## Required work
The answer must consist of the records below, repeated exactly.

## Extracted material
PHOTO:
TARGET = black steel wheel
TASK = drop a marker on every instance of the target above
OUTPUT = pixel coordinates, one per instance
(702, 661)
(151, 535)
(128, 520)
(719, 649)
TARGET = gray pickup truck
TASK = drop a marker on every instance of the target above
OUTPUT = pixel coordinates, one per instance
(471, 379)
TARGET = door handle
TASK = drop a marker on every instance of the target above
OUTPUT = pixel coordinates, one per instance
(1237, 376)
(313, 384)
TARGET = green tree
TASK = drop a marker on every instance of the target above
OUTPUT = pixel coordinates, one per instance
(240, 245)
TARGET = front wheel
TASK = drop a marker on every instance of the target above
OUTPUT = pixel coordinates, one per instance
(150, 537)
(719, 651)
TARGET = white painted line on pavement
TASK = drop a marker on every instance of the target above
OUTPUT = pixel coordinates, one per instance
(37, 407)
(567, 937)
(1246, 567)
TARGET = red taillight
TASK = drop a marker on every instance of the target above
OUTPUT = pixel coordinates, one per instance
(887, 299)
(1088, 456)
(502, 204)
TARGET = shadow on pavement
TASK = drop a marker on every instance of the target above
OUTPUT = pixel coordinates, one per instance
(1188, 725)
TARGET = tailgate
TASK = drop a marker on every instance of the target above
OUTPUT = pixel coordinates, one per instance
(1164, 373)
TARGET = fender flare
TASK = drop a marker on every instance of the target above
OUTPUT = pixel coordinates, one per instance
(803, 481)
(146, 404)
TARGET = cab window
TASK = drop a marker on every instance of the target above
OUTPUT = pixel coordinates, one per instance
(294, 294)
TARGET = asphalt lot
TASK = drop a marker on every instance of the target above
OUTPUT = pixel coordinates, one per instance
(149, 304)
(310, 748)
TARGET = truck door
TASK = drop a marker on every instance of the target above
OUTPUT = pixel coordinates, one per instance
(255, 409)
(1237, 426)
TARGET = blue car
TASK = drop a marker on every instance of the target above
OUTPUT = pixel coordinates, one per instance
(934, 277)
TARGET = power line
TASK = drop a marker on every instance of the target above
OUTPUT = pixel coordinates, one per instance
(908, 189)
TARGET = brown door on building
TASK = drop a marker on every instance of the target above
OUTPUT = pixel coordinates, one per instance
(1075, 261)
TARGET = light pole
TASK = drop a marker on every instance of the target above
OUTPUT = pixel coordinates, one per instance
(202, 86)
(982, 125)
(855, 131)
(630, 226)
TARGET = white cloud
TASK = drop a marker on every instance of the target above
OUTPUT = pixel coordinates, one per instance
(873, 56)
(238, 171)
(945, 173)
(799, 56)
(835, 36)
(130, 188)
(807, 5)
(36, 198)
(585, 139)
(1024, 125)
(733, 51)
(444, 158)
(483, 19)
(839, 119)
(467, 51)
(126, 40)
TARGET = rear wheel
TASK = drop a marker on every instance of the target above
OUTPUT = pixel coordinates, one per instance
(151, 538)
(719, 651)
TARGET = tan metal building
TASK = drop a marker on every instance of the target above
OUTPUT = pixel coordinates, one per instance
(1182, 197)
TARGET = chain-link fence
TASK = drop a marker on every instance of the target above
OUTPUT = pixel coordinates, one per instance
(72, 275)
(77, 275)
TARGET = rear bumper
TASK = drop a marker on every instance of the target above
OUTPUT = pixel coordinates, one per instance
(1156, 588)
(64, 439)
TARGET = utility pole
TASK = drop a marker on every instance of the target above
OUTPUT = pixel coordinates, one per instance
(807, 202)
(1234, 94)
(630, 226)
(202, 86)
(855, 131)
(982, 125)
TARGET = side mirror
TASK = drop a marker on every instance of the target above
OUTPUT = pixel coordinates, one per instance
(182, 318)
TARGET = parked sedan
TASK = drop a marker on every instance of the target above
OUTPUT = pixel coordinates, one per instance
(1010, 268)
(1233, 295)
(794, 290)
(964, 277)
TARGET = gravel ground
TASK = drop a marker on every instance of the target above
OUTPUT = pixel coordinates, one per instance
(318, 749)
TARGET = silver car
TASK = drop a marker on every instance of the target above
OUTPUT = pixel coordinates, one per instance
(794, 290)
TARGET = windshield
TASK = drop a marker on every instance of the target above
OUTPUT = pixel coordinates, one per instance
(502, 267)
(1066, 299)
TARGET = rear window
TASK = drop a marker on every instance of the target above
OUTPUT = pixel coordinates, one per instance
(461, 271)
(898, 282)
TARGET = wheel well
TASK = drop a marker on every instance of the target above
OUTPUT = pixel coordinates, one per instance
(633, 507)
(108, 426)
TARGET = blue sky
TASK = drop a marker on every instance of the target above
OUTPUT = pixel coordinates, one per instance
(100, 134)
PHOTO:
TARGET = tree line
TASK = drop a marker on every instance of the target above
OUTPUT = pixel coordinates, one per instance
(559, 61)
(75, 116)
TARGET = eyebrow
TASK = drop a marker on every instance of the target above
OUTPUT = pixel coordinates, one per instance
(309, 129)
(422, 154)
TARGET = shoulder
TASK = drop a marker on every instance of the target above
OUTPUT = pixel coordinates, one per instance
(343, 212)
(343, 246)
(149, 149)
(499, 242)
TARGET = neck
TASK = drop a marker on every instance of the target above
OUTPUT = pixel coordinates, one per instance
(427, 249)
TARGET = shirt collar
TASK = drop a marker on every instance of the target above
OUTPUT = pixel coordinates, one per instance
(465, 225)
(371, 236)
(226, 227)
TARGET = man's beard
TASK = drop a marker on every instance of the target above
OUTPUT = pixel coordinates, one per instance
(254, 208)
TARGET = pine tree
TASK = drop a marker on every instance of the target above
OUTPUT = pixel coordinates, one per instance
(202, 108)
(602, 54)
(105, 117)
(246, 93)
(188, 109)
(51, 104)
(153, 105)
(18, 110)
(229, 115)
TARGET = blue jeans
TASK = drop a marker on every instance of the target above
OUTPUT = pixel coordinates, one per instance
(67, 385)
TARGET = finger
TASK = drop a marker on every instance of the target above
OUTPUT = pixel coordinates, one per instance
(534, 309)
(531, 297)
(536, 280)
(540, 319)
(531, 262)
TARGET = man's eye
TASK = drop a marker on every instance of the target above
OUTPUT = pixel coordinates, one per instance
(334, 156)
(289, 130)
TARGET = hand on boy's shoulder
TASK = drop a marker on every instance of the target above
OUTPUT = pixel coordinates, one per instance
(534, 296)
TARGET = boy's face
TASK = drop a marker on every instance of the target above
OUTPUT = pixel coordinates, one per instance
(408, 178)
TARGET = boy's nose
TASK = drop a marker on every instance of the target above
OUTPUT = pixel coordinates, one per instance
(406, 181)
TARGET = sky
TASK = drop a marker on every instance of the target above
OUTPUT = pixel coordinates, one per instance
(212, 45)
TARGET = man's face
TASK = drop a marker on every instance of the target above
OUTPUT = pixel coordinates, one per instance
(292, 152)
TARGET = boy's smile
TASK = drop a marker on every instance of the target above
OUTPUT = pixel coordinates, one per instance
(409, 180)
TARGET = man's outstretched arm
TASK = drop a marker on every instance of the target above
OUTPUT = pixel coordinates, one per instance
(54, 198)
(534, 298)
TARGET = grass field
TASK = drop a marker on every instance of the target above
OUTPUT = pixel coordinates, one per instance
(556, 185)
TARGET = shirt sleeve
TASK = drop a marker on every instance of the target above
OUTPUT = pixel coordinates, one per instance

## Finished task
PHOTO:
TARGET = black steel wheel
TASK = drop a marker on every instance of the target above
OUTPUT = pixel coordinates, one per instance
(702, 661)
(151, 535)
(128, 520)
(719, 649)
TARGET = gray pickup truck
TASK = drop a marker on every instance of the target above
OUTPUT = pixel coordinates, one per instance
(471, 379)
TARGET = door handle
TASK = drop a marker on every instance of the target above
OUTPUT = pixel coordinates, one per instance
(1237, 376)
(313, 384)
TARGET = green tree
TASK = drop a marker on every instance of the target above
OUTPUT = pixel coordinates, one per instance
(240, 245)
TARGET = front wheel
TASK = drop a marker on every instance of the target above
OUTPUT = pixel coordinates, one per instance
(150, 537)
(719, 651)
TARGET = white painted line on pavement
TASK = drop a marker on every instance of the target above
OUTPUT = pixel coordinates, one per instance
(37, 407)
(567, 937)
(1246, 567)
TARGET = red taillight
TASK = drop a marker on every instance of the target above
OUTPUT = pixel coordinates, one per instance
(887, 299)
(1088, 456)
(502, 204)
TARGET = shadow on pavement
TASK = drop a marker on every instance of the target above
OUTPUT = pixel coordinates, one per instance
(1188, 725)
TARGET = tailgate
TASK = drop a marker on every instance of the target above
OUTPUT = pixel coordinates, one per instance
(1164, 373)
TARGET = fender flare
TASK = drop a marker on every instance of the target above
OUTPUT = pixel coordinates, one per instance
(803, 481)
(146, 404)
TARGET = cab window
TASK = drop a marker on every instance of the target above
OUTPUT = pixel coordinates, one per instance
(294, 294)
TARGET = asphalt lot
TASK = drop a marker on every instance of the target above
OUTPUT = pixel coordinates, one per instance
(149, 304)
(310, 748)
TARGET = truck door
TASK = drop a marker on every instance of the target above
OUTPUT = pixel coordinates, one per instance
(255, 409)
(1237, 426)
TARGET = blue car
TASK = drop a marker on every instance of the target above
OUTPUT = pixel coordinates, one per instance
(934, 277)
TARGET = power line
TASK = drop a marker on every instance of the target above
OUTPUT = pixel coordinates, one per instance
(908, 189)
TARGET = brown door on building
TASK = drop a marker on every instance of the target above
OUTPUT = pixel coordinates, one per instance
(1075, 261)
TARGET = light pole
TASK = drop a marker on every instance of the target above
OUTPUT = pixel coordinates, one per instance
(202, 86)
(982, 125)
(855, 131)
(630, 226)
TARGET = white cloud
TASK = drop a marker on every instance of the target above
OUTPUT = pixel coordinates, one per instance
(873, 56)
(238, 171)
(945, 173)
(799, 56)
(835, 36)
(130, 188)
(807, 5)
(36, 198)
(585, 139)
(1024, 125)
(733, 51)
(444, 158)
(483, 19)
(839, 119)
(467, 51)
(126, 40)
TARGET = rear wheel
TASK = drop a marker on every instance of the target above
OUTPUT = pixel coordinates, one per instance
(151, 538)
(719, 651)
TARGET = tan metal building
TASK = drop a marker on every instance of the target above
OUTPUT = pixel coordinates, one per instance
(1182, 197)
TARGET = chain-link fence
TASK = drop a marker on every instance of the target above
OUTPUT = pixel coordinates, one per instance
(72, 275)
(77, 275)
TARGET = rear bumper
TASK = drop a marker on every instance of the target above
OUTPUT = pixel coordinates, one per instance
(1156, 588)
(64, 439)
TARGET = utility pole
TASK = drop a marker on every instance of the target above
OUTPUT = pixel coordinates, one per instance
(807, 202)
(1234, 94)
(630, 226)
(202, 86)
(855, 131)
(982, 125)
TARGET = side mirror
TASK = drop a marker on every instance of the target above
OUTPUT = pixel coordinates, one per instance
(182, 318)
TARGET = parked sedan
TASK = drop a marker on every instance of the target above
OUTPUT = pixel coordinates, one per instance
(1010, 268)
(1233, 295)
(794, 290)
(964, 277)
TARGET = gravel ground
TASK = drop a marker on every instance of the target above
OUTPUT = pixel coordinates, one per instance
(318, 749)
TARGET = silver car
TASK = drop a marker on every instance of the target above
OUTPUT = pixel coordinates, one per instance
(794, 290)
TARGET = windshield
TASK = drop a marker on every instance of the target above
OUTPUT = pixel coordinates, one per instance
(502, 267)
(1066, 299)
TARGET = rear window
TASK = drop a marker on every instance of the target above
OUTPUT = pixel coordinates, one per instance
(461, 271)
(898, 282)
TARGET = wheel well
TASK = drop a marker on every instance of the target above
OUTPUT = pixel coordinates, one per instance
(633, 507)
(108, 426)
TARGET = blue sky
TASK = drop a marker on every instance of the target above
OUTPUT = pixel coordinates, one per instance
(100, 134)
PHOTO:
TARGET = tree line
TASK = drop a marker on every instance of the target above
OUTPUT = pixel coordinates, one per instance
(559, 61)
(75, 116)
TARGET = eyebrow
TASK = drop a marker on every instance of the target above
OUTPUT = pixel coordinates, one per instance
(309, 129)
(422, 154)
TARGET = shoulder
TASK = drop a marker on every instance of the target above
OUTPUT = pixel coordinates, one per instance
(343, 212)
(343, 246)
(149, 149)
(499, 242)
TARGET = neck
TASK = drop a marker on every instance of the target above
OUTPUT = pixel coordinates, one per instance
(427, 249)
TARGET = shirt collar
TASK = drop a marker on every instance of the target above
OUTPUT = pixel coordinates, one per instance
(465, 225)
(371, 236)
(226, 227)
TARGET = man's beard
TASK = drop a marker on every instance of the target above
OUTPUT = pixel coordinates, one per instance
(254, 208)
TARGET = pine tree
TASK = drop a marker on every instance of the target above
OUTPUT = pixel coordinates, one per instance
(202, 108)
(602, 54)
(105, 117)
(246, 93)
(188, 109)
(51, 104)
(153, 105)
(18, 110)
(229, 115)
TARGET = blue jeans
TASK = drop a marker on every instance of the target above
OUTPUT = pixel coordinates, one per instance
(67, 385)
TARGET = finger
TASK = drop a marker on every instance of the target above
OUTPUT = pixel coordinates, one per instance
(534, 309)
(531, 297)
(536, 280)
(540, 319)
(531, 262)
TARGET = man's eye
TASK = drop a marker on every instance of the target above
OUTPUT = pixel coordinates, one per instance
(334, 156)
(289, 130)
TARGET = hand on boy's shoulder
TASK = drop a marker on every instance of the target above
OUTPUT = pixel coordinates, one per instance
(534, 296)
TARGET = boy's face
TASK = drop a marker on every instance of the target above
OUTPUT = pixel coordinates, one per instance
(408, 178)
TARGET = boy's nose
TASK = drop a marker on every instance of the target above
OUTPUT = pixel coordinates, one per instance
(406, 181)
TARGET = sky
TASK = drop a marker on every instance of the target above
OUTPUT = pixel coordinates, one per instance
(212, 45)
TARGET = man's face
TASK = drop a marker on every instance of the target above
OUTPUT = pixel coordinates, one per instance
(292, 152)
TARGET = boy's smile
TASK = drop a marker on every instance of the target above
OUTPUT = pixel coordinates, one per instance
(409, 180)
TARGET = man's outstretched arm
TASK = drop a marker on every instance of the target above
OUTPUT = pixel coordinates, one per instance
(54, 198)
(534, 298)
TARGET = grass field
TASK = drop a marker on every instance of the target above
OUTPUT = pixel coordinates, one per instance
(556, 185)
TARGET = shirt sleeve
TASK = drop a marker on every instance of the target above
OUTPUT = pixel coordinates, one per instance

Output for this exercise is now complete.